## Referring expression pointing data
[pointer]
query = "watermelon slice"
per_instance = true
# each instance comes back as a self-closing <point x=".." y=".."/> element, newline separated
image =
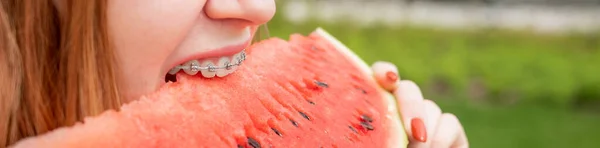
<point x="310" y="91"/>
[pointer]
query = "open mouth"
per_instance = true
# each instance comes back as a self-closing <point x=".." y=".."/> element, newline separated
<point x="208" y="67"/>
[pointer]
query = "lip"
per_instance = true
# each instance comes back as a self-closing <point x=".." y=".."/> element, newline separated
<point x="213" y="53"/>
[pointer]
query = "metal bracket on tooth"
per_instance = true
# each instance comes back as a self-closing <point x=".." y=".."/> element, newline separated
<point x="213" y="68"/>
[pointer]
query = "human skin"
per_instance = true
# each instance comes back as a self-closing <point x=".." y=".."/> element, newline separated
<point x="150" y="37"/>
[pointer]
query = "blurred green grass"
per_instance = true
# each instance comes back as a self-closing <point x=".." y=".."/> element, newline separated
<point x="509" y="88"/>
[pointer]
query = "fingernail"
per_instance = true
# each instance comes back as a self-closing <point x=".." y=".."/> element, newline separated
<point x="418" y="129"/>
<point x="391" y="76"/>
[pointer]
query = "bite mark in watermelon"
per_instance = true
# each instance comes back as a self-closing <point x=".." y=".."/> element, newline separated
<point x="310" y="91"/>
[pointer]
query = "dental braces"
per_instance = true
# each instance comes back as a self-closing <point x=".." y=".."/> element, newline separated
<point x="228" y="65"/>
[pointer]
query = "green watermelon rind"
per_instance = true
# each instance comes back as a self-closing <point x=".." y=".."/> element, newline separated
<point x="398" y="136"/>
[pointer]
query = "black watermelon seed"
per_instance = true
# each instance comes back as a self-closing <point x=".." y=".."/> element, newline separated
<point x="366" y="118"/>
<point x="367" y="125"/>
<point x="305" y="116"/>
<point x="294" y="123"/>
<point x="170" y="78"/>
<point x="253" y="143"/>
<point x="322" y="84"/>
<point x="352" y="128"/>
<point x="276" y="132"/>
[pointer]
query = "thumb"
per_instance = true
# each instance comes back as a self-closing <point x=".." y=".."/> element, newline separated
<point x="412" y="109"/>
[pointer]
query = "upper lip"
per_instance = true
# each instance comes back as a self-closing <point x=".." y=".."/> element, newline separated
<point x="213" y="53"/>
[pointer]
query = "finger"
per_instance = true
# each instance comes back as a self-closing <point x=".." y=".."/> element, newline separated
<point x="386" y="75"/>
<point x="433" y="113"/>
<point x="412" y="109"/>
<point x="449" y="133"/>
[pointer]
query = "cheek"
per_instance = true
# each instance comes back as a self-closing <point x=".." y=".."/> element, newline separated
<point x="145" y="32"/>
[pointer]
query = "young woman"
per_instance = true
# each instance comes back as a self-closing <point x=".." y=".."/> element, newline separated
<point x="62" y="60"/>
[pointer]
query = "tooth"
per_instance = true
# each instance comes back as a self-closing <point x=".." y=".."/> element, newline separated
<point x="190" y="67"/>
<point x="175" y="70"/>
<point x="239" y="58"/>
<point x="210" y="72"/>
<point x="223" y="62"/>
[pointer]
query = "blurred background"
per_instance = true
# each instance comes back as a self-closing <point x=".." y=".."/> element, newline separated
<point x="518" y="73"/>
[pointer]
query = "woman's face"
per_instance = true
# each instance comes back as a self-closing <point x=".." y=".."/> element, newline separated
<point x="151" y="37"/>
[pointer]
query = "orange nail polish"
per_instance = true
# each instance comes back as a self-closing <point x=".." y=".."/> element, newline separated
<point x="418" y="129"/>
<point x="391" y="76"/>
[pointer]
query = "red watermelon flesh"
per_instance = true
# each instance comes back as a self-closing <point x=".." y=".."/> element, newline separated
<point x="310" y="91"/>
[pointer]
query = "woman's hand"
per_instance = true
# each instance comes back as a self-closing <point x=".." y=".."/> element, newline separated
<point x="424" y="122"/>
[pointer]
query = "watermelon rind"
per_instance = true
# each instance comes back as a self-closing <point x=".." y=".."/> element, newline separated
<point x="398" y="135"/>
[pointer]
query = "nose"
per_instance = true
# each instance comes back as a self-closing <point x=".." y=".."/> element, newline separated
<point x="255" y="12"/>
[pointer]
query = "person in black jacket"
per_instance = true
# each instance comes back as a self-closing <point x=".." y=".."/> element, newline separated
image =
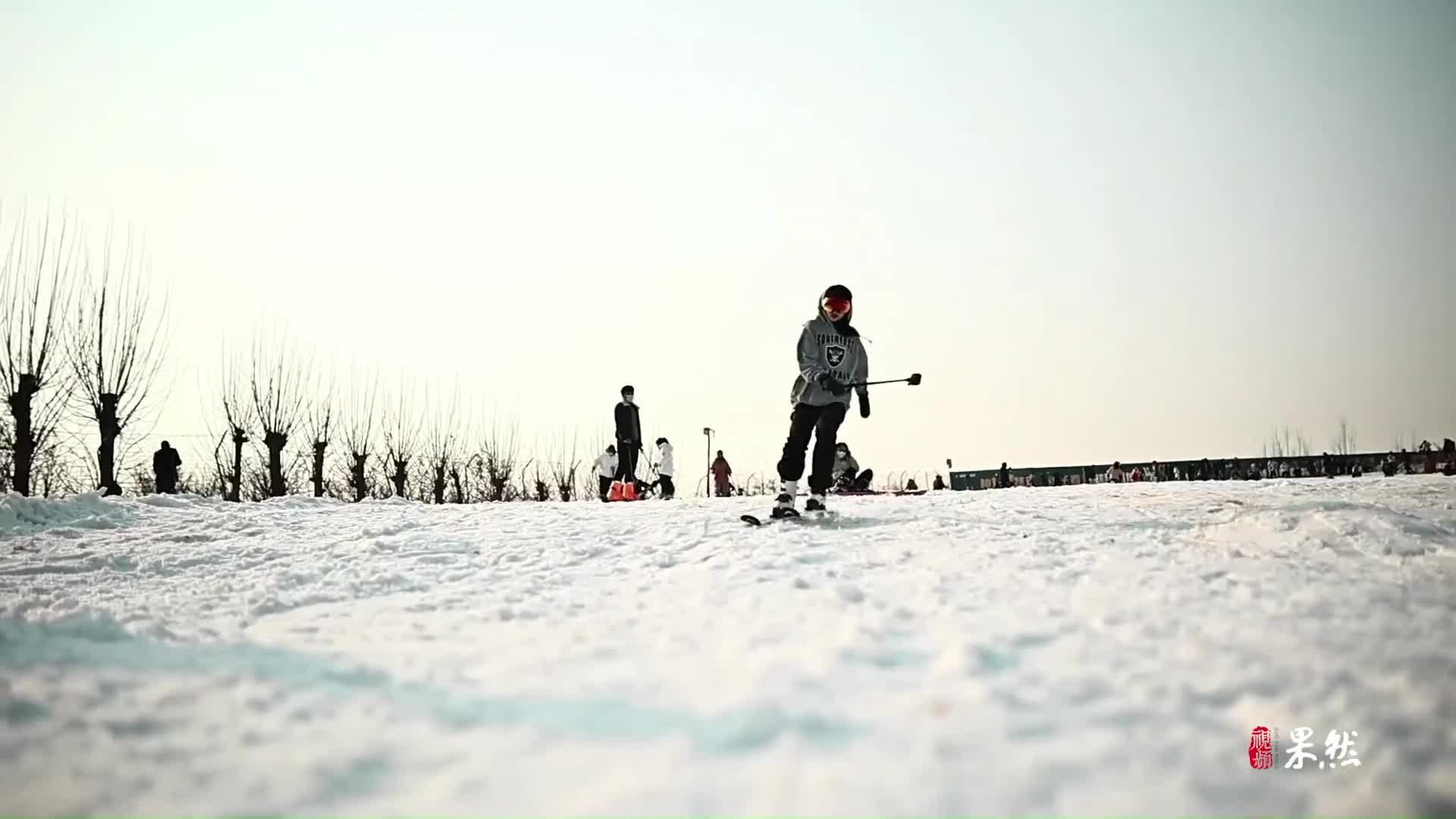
<point x="165" y="464"/>
<point x="629" y="435"/>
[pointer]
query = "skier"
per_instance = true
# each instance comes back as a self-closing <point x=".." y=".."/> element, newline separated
<point x="165" y="464"/>
<point x="606" y="469"/>
<point x="664" y="471"/>
<point x="721" y="472"/>
<point x="830" y="357"/>
<point x="629" y="435"/>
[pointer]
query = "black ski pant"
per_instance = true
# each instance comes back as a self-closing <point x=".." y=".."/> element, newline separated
<point x="823" y="425"/>
<point x="626" y="461"/>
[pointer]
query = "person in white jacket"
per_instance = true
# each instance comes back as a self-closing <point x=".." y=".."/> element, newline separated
<point x="606" y="469"/>
<point x="664" y="469"/>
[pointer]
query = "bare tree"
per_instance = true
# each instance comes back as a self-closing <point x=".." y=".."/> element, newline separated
<point x="526" y="491"/>
<point x="237" y="410"/>
<point x="1345" y="441"/>
<point x="400" y="438"/>
<point x="443" y="445"/>
<point x="321" y="426"/>
<point x="117" y="350"/>
<point x="280" y="384"/>
<point x="359" y="435"/>
<point x="498" y="457"/>
<point x="564" y="469"/>
<point x="36" y="289"/>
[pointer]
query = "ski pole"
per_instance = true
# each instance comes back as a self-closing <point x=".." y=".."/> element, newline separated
<point x="912" y="381"/>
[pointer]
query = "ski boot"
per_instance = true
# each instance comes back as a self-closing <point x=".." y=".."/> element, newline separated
<point x="783" y="504"/>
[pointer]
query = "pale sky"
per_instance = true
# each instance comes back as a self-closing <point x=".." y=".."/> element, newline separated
<point x="1122" y="231"/>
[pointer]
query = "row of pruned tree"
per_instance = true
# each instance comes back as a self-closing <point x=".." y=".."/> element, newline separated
<point x="379" y="444"/>
<point x="82" y="346"/>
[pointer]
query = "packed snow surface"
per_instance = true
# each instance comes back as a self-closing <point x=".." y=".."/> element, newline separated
<point x="1082" y="651"/>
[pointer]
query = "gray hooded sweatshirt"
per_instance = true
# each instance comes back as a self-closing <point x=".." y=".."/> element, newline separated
<point x="826" y="349"/>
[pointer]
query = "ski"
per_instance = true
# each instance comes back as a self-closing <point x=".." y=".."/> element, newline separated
<point x="799" y="516"/>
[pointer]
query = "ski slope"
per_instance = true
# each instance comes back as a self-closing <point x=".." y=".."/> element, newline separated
<point x="1082" y="651"/>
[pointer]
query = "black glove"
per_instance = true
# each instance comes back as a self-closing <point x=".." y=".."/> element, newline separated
<point x="832" y="384"/>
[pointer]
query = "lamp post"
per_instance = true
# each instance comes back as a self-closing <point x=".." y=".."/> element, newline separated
<point x="708" y="487"/>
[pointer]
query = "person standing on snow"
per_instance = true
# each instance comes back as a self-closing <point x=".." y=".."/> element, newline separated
<point x="721" y="472"/>
<point x="606" y="469"/>
<point x="165" y="464"/>
<point x="629" y="435"/>
<point x="664" y="469"/>
<point x="830" y="357"/>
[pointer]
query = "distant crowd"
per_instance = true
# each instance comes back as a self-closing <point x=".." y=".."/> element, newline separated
<point x="1426" y="460"/>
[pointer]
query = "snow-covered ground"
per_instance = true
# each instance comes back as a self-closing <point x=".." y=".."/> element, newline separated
<point x="1060" y="651"/>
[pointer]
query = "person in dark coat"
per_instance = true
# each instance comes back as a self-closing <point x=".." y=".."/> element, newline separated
<point x="165" y="464"/>
<point x="721" y="474"/>
<point x="629" y="435"/>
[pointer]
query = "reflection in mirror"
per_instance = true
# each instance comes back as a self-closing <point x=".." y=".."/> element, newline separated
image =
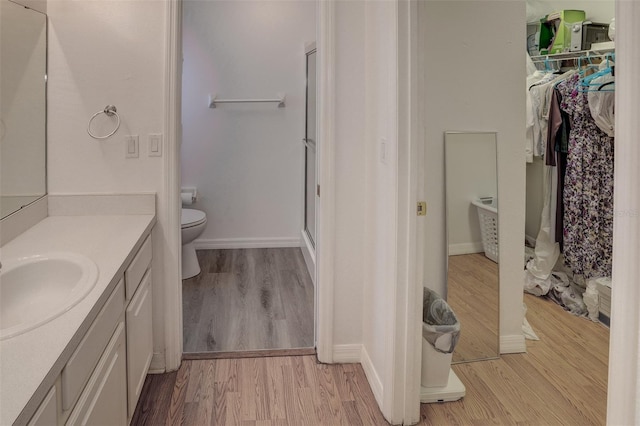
<point x="23" y="60"/>
<point x="472" y="270"/>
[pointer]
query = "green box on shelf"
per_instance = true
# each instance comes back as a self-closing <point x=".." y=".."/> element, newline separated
<point x="555" y="30"/>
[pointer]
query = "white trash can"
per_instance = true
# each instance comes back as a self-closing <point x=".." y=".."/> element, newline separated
<point x="440" y="332"/>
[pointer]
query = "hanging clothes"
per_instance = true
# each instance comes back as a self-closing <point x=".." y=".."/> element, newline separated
<point x="602" y="104"/>
<point x="588" y="187"/>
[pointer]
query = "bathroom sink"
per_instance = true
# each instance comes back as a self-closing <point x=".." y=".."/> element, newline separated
<point x="36" y="289"/>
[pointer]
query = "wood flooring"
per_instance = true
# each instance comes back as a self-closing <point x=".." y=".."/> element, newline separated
<point x="295" y="391"/>
<point x="248" y="300"/>
<point x="473" y="294"/>
<point x="562" y="380"/>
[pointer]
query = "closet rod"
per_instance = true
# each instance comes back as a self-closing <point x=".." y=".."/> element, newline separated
<point x="213" y="100"/>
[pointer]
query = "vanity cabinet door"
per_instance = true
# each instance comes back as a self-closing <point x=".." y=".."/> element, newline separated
<point x="139" y="340"/>
<point x="104" y="400"/>
<point x="47" y="413"/>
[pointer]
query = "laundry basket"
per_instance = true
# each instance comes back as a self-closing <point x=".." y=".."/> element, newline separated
<point x="488" y="217"/>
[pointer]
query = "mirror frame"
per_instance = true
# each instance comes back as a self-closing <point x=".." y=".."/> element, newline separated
<point x="45" y="117"/>
<point x="447" y="240"/>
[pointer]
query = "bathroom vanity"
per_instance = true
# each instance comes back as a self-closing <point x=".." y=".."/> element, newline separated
<point x="88" y="365"/>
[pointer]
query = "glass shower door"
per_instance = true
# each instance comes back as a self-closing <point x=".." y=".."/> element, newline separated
<point x="310" y="151"/>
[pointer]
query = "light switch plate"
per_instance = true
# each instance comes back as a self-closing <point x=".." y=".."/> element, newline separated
<point x="155" y="145"/>
<point x="131" y="146"/>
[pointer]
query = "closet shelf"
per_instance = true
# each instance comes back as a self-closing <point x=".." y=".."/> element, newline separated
<point x="573" y="55"/>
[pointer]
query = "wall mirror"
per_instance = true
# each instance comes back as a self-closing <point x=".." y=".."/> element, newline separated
<point x="23" y="61"/>
<point x="472" y="246"/>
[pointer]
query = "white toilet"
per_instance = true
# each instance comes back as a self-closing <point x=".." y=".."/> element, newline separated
<point x="193" y="224"/>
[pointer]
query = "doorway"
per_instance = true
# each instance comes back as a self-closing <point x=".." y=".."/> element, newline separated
<point x="255" y="291"/>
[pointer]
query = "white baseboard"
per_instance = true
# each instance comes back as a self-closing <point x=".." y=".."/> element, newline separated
<point x="372" y="376"/>
<point x="157" y="365"/>
<point x="233" y="243"/>
<point x="465" y="248"/>
<point x="513" y="344"/>
<point x="347" y="354"/>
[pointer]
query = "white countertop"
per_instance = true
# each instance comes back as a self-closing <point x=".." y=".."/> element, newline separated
<point x="31" y="362"/>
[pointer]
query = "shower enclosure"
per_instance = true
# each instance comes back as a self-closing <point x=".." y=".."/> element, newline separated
<point x="311" y="188"/>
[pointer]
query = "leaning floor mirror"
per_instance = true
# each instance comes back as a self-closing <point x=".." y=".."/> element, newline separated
<point x="472" y="242"/>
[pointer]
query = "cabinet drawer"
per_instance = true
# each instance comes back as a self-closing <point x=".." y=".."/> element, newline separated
<point x="86" y="356"/>
<point x="47" y="413"/>
<point x="104" y="400"/>
<point x="134" y="273"/>
<point x="139" y="341"/>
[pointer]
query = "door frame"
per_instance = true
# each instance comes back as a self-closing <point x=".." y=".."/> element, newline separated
<point x="169" y="203"/>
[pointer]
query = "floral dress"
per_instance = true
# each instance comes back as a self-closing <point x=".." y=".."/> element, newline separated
<point x="588" y="188"/>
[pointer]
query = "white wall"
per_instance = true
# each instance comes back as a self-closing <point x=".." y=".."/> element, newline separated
<point x="596" y="10"/>
<point x="473" y="79"/>
<point x="100" y="53"/>
<point x="470" y="174"/>
<point x="380" y="191"/>
<point x="350" y="154"/>
<point x="246" y="159"/>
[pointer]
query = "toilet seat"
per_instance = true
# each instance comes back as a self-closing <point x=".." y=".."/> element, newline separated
<point x="191" y="217"/>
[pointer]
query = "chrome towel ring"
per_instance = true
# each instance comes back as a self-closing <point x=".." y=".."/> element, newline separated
<point x="109" y="110"/>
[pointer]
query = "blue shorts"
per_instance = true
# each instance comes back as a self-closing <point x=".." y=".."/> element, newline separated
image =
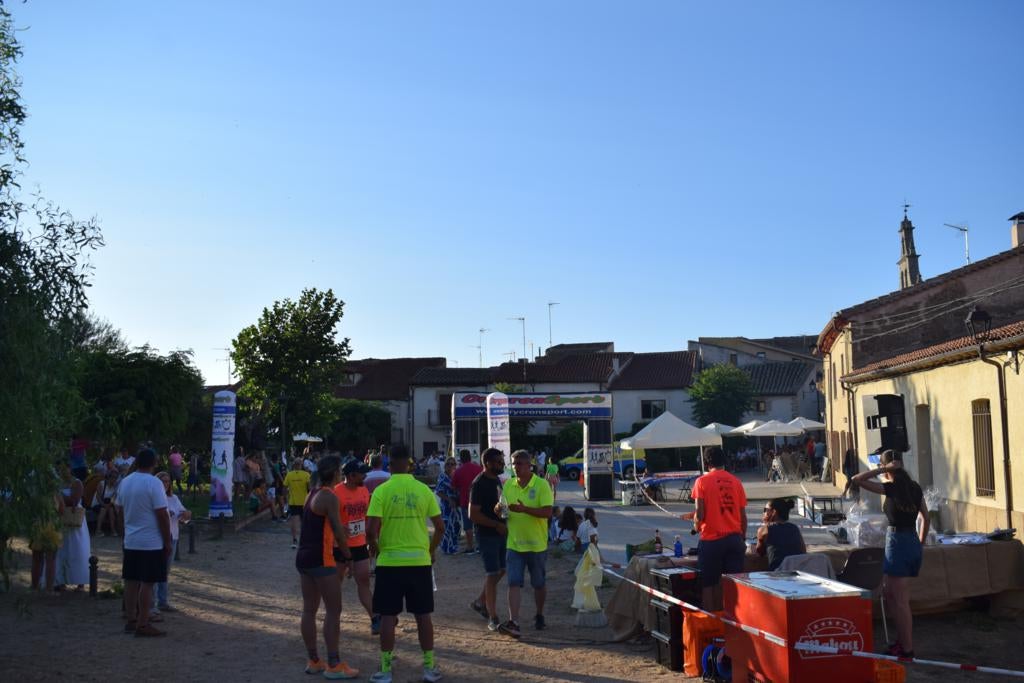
<point x="720" y="556"/>
<point x="493" y="552"/>
<point x="903" y="554"/>
<point x="519" y="562"/>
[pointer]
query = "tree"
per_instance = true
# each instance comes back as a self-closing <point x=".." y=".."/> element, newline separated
<point x="138" y="394"/>
<point x="44" y="274"/>
<point x="721" y="393"/>
<point x="358" y="425"/>
<point x="291" y="358"/>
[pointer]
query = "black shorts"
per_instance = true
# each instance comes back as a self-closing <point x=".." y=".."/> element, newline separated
<point x="148" y="566"/>
<point x="415" y="585"/>
<point x="723" y="555"/>
<point x="359" y="553"/>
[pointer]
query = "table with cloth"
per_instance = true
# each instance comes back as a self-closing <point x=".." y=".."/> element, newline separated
<point x="949" y="574"/>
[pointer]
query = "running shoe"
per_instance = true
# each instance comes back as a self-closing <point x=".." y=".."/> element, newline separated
<point x="340" y="671"/>
<point x="510" y="628"/>
<point x="479" y="609"/>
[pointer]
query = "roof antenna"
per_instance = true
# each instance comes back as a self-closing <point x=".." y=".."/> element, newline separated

## About this task
Work out how many lines in the entries above include the word "woman". Respond with only the number.

## Result for this exercise
3